● Stated exercise: Quote the lines below exactly, from the one that holds "of the distant" through the final line of the records, and only those.

● Provided records:

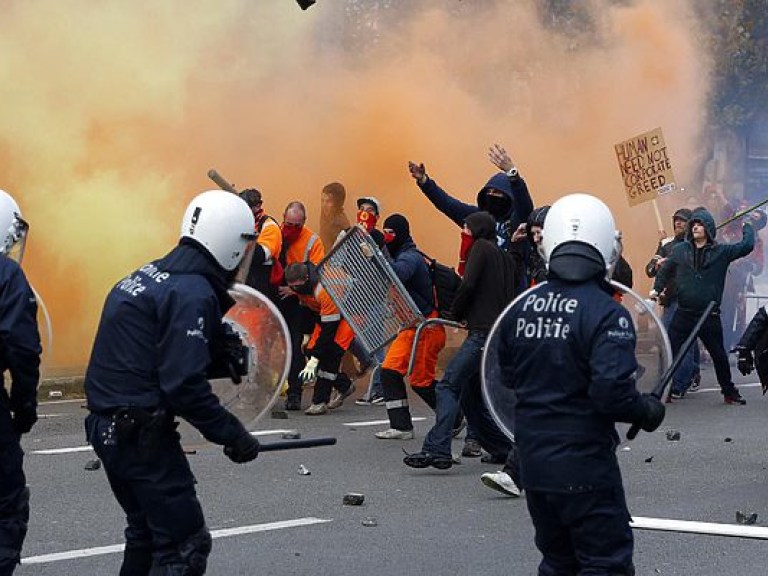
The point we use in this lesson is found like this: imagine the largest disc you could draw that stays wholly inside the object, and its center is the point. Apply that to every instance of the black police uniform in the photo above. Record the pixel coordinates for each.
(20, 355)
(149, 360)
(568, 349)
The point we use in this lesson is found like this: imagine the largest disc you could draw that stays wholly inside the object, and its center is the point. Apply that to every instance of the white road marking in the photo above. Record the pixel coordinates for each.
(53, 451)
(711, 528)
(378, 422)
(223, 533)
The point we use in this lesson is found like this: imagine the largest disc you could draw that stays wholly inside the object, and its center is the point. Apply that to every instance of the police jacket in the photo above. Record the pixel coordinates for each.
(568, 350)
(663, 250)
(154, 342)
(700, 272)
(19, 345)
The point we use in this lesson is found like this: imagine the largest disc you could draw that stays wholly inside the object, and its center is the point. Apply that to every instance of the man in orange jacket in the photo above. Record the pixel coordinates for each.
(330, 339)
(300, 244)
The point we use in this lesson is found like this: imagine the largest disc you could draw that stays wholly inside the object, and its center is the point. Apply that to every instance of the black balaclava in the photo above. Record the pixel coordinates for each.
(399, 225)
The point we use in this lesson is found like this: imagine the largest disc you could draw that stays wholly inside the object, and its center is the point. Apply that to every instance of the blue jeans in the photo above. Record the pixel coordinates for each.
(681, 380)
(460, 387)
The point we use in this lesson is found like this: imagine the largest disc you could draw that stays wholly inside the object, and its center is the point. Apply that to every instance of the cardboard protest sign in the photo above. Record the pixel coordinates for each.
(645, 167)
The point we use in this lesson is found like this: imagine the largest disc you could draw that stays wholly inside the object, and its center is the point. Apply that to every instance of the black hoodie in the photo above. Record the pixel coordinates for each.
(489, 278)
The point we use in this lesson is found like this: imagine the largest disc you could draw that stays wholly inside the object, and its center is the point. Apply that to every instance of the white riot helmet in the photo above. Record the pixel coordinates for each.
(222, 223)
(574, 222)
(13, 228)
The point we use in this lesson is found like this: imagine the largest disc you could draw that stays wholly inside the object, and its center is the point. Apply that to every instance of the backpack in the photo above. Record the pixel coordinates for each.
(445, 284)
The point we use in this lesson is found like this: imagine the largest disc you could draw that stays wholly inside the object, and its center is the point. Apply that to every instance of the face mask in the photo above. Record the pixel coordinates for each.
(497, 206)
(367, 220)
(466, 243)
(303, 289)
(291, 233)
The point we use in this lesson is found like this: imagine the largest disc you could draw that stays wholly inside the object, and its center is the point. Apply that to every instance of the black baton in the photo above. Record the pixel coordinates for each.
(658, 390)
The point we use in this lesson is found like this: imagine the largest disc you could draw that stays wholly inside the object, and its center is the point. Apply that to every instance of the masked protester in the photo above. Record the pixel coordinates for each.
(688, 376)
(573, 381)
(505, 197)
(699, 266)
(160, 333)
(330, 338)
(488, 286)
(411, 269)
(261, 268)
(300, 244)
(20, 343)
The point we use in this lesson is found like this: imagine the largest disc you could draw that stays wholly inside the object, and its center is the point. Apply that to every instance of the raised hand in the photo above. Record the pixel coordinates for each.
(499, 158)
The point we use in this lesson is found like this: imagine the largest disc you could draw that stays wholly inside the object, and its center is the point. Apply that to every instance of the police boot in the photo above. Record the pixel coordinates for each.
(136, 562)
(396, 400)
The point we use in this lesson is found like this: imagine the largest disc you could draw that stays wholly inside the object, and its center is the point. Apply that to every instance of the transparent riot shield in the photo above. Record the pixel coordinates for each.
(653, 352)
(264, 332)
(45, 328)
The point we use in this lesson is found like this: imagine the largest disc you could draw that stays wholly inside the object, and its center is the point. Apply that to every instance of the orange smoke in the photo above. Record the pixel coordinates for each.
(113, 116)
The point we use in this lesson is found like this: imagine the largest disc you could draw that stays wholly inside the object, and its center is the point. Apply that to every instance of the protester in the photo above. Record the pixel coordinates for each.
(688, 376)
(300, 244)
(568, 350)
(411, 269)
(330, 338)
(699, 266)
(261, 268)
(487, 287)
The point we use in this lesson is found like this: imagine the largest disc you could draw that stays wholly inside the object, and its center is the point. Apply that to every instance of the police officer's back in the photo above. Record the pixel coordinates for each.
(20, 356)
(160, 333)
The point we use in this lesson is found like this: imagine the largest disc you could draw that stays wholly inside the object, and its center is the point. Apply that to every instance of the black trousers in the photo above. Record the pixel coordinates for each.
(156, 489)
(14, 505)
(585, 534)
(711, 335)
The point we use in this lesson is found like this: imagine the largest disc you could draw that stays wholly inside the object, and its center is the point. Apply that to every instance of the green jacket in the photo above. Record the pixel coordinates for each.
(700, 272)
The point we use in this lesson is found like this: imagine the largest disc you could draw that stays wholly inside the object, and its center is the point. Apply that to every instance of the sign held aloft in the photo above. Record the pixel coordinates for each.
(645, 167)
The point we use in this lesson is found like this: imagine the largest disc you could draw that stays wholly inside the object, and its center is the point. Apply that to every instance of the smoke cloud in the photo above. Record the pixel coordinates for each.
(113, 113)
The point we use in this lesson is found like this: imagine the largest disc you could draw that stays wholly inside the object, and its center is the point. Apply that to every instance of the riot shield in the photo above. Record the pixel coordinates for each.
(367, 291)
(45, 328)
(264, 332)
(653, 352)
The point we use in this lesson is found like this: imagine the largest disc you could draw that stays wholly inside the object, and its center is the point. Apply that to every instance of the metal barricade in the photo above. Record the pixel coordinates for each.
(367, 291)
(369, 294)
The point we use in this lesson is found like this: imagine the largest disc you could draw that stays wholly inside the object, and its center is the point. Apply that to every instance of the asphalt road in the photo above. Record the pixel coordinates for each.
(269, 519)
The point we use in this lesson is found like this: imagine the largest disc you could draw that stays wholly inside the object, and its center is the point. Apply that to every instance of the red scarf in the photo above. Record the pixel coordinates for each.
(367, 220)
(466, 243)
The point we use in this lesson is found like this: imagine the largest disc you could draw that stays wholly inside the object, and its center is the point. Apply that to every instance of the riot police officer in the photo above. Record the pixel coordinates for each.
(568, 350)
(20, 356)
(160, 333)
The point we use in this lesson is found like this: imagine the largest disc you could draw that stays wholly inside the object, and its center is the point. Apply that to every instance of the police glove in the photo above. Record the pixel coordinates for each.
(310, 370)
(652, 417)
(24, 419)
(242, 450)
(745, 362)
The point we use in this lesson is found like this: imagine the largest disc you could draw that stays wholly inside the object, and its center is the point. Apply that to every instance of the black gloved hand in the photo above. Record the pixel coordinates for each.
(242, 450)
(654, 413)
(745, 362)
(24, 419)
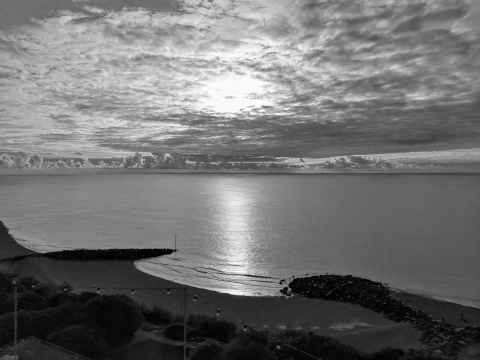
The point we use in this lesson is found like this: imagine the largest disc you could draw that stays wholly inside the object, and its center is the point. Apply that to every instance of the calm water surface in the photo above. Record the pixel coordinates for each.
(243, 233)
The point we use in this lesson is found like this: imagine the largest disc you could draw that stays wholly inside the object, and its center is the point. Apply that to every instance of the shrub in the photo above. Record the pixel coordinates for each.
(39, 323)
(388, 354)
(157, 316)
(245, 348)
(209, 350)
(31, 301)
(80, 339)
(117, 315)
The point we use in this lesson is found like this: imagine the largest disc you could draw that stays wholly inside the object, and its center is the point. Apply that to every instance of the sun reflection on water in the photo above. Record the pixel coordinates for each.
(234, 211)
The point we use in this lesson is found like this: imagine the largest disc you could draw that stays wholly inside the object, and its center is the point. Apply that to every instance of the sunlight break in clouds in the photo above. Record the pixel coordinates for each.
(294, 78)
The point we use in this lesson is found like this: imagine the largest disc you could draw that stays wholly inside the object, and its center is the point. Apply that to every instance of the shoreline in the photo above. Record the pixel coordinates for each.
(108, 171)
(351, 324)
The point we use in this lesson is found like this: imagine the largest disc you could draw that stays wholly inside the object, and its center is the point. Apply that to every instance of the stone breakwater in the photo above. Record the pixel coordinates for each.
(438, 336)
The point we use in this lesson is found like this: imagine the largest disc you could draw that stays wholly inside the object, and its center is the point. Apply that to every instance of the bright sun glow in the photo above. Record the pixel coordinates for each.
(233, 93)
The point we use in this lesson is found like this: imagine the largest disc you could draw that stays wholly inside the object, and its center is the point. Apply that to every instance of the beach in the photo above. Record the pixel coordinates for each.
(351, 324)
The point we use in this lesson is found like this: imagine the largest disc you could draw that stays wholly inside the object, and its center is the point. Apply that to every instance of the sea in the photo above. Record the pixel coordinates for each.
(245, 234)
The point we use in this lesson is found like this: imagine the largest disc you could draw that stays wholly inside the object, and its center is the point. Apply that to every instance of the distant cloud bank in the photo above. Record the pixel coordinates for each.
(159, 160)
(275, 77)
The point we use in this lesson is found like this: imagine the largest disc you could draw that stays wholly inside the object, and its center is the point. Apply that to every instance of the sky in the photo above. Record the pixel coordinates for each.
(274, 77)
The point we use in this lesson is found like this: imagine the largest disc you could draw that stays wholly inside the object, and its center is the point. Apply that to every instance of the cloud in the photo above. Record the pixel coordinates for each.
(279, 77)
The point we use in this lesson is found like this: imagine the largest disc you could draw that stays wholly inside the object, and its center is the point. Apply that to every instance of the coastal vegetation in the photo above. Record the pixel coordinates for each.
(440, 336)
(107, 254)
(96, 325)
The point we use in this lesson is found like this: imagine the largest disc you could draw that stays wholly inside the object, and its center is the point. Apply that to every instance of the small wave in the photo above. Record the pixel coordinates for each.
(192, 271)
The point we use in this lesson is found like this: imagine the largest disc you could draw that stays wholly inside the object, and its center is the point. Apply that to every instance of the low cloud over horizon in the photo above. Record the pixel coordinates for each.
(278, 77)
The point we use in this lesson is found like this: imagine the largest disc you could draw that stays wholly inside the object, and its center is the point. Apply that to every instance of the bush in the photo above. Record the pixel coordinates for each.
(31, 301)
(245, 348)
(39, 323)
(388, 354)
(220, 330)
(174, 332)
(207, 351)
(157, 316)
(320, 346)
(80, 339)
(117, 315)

● Problem solution:
The point we use in this lesson is found like this: imagine the largest disc you could draw that stays wholly inside the object, and its center is the point. Apply that to every instance of the distant cloud bank in the photo above. Record the pixel coordinates for each.
(159, 160)
(275, 77)
The point we use in this lesson is found like this: imagine the largest disc you could draw that stays wholly inside the object, and its center is the point. Apply that to every instance of the sky in the photo above. Record the pixel coordinates for each.
(274, 77)
The point we use in this lesson is found like this: imagine the largest disc you could draw that stays wholly inside the object, and its center is the point. Apply that to every instance of the cloud in the photo above. Record the pixel coordinates for each.
(279, 77)
The point we use in this lesson is found like this: imagine the largest disc you could draw that stays wholly inside the object, and its center is the point. Apply that to every instance of the coastal vegetation in the photo above. Record the pixel coordinates for each.
(440, 336)
(107, 254)
(96, 325)
The point we use in this lesson is found like this: imagine the largest disc you could draw that stays wholly inside the object, and its center is the point. Apply that to every instance of the small wave in the photo above. Record the pixel coordinates for each.
(192, 271)
The point we use in this lesson is found like this: imagine the largest disc you could draw that stays wholly inside the object, and its center is the point. Apply that to every instance of the low cloud over horizon in the photo above. Record the pixel coordinates for each.
(278, 77)
The point we use in this lesson is found like this: imagine the largest disc you could draw that stays wholly inside the object, and its center is the point. Apply that to every instance of the bush in the photo above. Record the pixel coordinates for each.
(31, 301)
(245, 348)
(39, 323)
(388, 354)
(220, 330)
(174, 332)
(207, 351)
(157, 316)
(320, 346)
(80, 339)
(117, 315)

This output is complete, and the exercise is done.